**EXERCISE SET:**
• A. List every year mentioned in the Kaunisvaara mine article.
• B. In the Kaunisvaara mine article, who bought the mine rights in 2017?
• C. Carry the Kaunisvaara mine article forward from its last sentence.

**PASSAGE FOR REVIEW:**
● ● ● ●

Mine in Pajala Municipality, Norrbotten County, Sweden

The Kaunisvaara mine is a large iron mine located in northern Sweden in the village of Kaunisvaara in Norrbotten County. Kaunisvaara represents one of the largest iron ore reserves in Sweden and in the world having estimated reserves of 872 million tonnes of ore grading 32.7% iron metal.

==History==

Ore production began late 2012, with annual iron ore production planned to reaching 12 million tonnes later, according to the owner, mining company Northland Resources. Ressources are estimated at 176 million tonnes. The mine and mining company went bankrupt in October 2014 because of low iron ore prices and high debts.

In 2017, the mine rights were sold to Kaunis Iron. The company restarted operation of the mine in 2018.

● ● ● ●

**SOURCE INFORMATION:**
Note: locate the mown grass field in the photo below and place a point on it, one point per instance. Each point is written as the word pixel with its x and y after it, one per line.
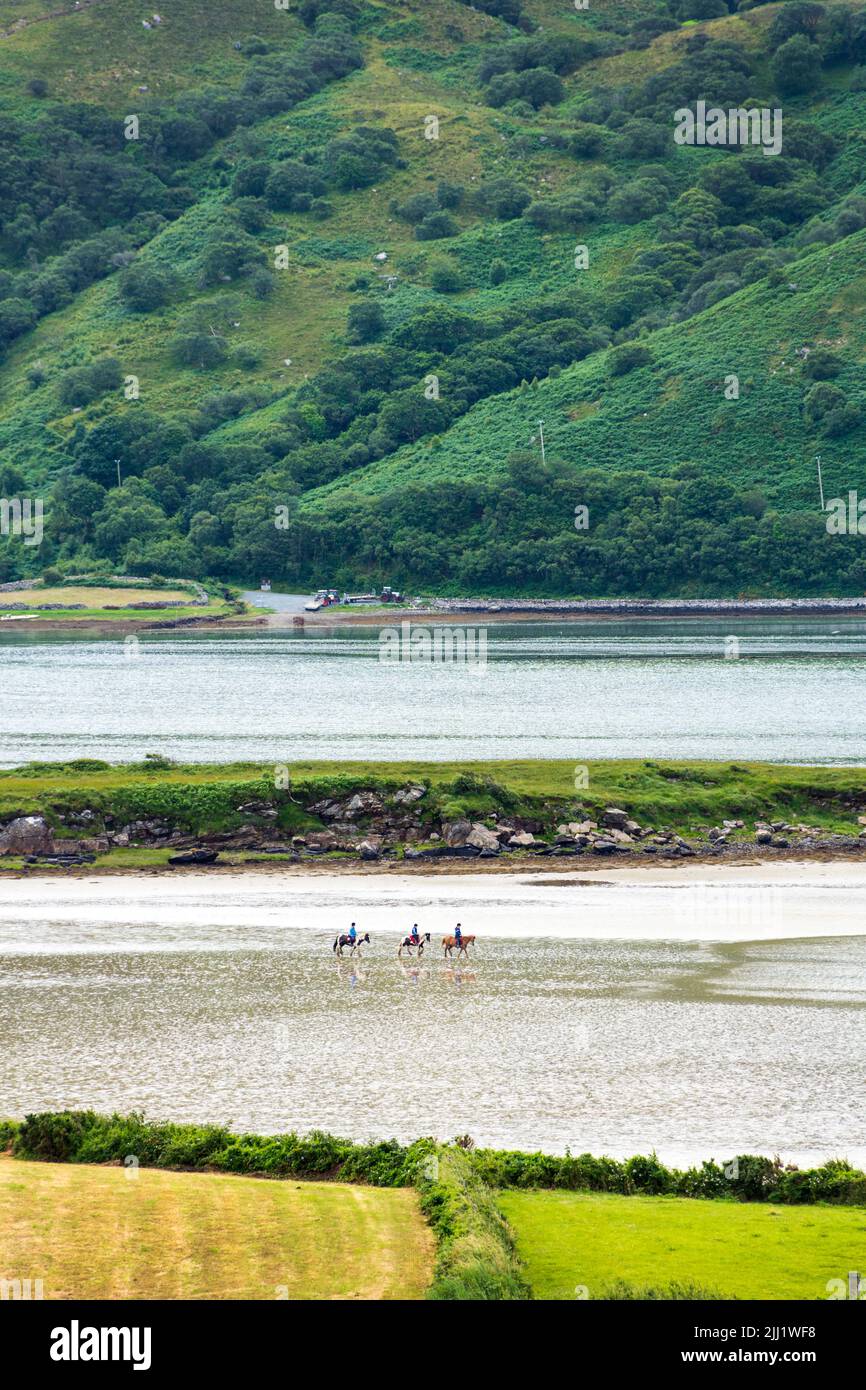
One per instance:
pixel 96 598
pixel 102 1233
pixel 740 1250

● ● ● ●

**TASK-BY-TASK RESULTS:**
• A. 2012, 2014, 2017, 2018

• B. Kaunis Iron

• C.
==Transport==

To transport the ore there was a proposal to build a broad-gauge railway connecting the mine to the Finnish rail network. When Northland got permission to use the existing iron ore harbour in Narvik, the plans changed. The current system involves transporting the iron ore by truck to Svappavaara, and then along the Malmbanan to Narvik (in Norway) to be exported by ship. In 2012, they got permission to run 90 ton trucks between the mine and the loading facility in Svappavaara. The weight limit was set as the bridge over Tärendö River can't handle more (even if a system was set up to make certain only one truck at a time used the bridge). The trucks are specially-built Scania R-series road-trains.